## WORK TO BE COMPLETED:
Pick out each line of the rows below that contains the word "green". Letter case matters.

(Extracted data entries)
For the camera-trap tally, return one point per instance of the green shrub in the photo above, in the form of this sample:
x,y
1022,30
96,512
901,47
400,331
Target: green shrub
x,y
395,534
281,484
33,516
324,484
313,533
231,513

## WRITTEN REPLY:
For the camera-trap tally, return one point per instance of the green shrub in the photo above, in the form of this sample:
Target: green shrub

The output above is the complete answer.